--- START PROVIDED RECORDS ---

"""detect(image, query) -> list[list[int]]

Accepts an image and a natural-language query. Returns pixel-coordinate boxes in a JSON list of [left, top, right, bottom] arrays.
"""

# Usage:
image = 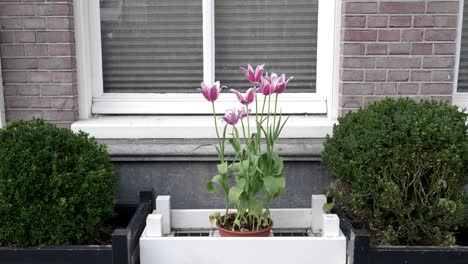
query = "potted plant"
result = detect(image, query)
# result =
[[0, 119, 152, 264], [322, 98, 468, 264], [201, 65, 291, 236]]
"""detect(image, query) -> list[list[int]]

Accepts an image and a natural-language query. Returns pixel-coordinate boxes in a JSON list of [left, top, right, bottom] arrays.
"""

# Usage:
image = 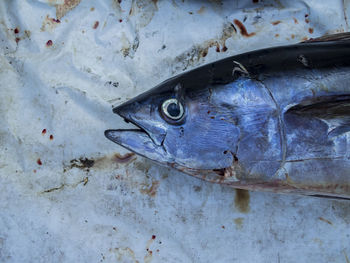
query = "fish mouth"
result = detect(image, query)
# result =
[[104, 108, 168, 163]]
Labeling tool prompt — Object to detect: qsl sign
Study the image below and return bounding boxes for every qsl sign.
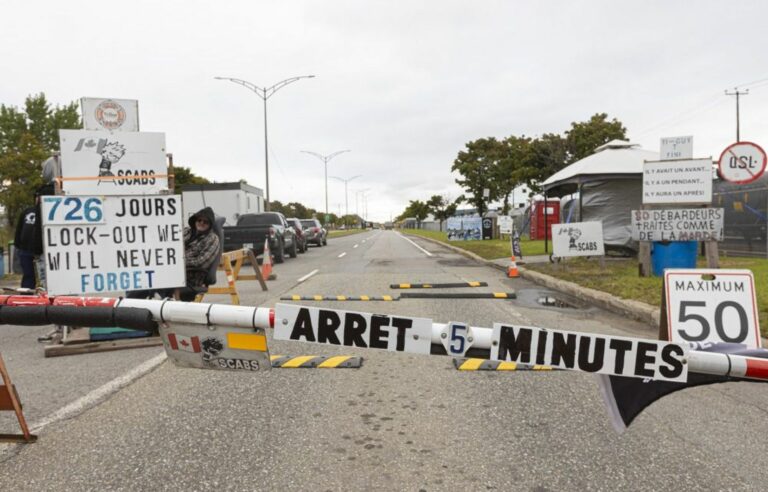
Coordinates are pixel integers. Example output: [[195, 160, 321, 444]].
[[717, 142, 766, 184]]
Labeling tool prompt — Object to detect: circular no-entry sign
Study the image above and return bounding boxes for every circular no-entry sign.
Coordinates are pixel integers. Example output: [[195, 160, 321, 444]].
[[717, 142, 766, 184]]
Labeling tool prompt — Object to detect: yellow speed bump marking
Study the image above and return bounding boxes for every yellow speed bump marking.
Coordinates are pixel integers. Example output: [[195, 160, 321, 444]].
[[283, 355, 316, 369], [458, 359, 485, 371], [227, 333, 267, 352], [317, 355, 351, 368]]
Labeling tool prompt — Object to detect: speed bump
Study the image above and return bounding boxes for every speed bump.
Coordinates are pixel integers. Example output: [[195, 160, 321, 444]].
[[400, 292, 517, 299], [389, 282, 488, 289], [269, 355, 363, 369], [280, 295, 399, 301], [453, 359, 553, 371]]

--- END PROVIDED RECORDS ---

*EXERCISE DESCRIPTION*. Please tally how many lines in the preceding rows contain the string "above", and reply with that number alone.

*TASK OUTPUT*. 3